* TASK INSTRUCTIONS *
The lines you return should be those containing the string "target", taken from the data below.

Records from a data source

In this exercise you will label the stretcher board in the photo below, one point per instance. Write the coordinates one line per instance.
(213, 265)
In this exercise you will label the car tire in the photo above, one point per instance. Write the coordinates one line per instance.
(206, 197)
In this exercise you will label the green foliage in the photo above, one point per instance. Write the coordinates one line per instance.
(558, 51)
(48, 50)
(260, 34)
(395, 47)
--
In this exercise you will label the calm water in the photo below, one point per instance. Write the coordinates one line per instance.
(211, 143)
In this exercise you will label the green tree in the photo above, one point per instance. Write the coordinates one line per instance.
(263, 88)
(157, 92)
---
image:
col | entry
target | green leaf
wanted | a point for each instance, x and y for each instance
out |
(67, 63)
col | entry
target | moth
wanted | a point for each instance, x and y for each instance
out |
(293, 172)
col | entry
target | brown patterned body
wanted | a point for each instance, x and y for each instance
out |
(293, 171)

* EXPECTED ANSWER *
target | green leaf
target | moth
target | brown patterned body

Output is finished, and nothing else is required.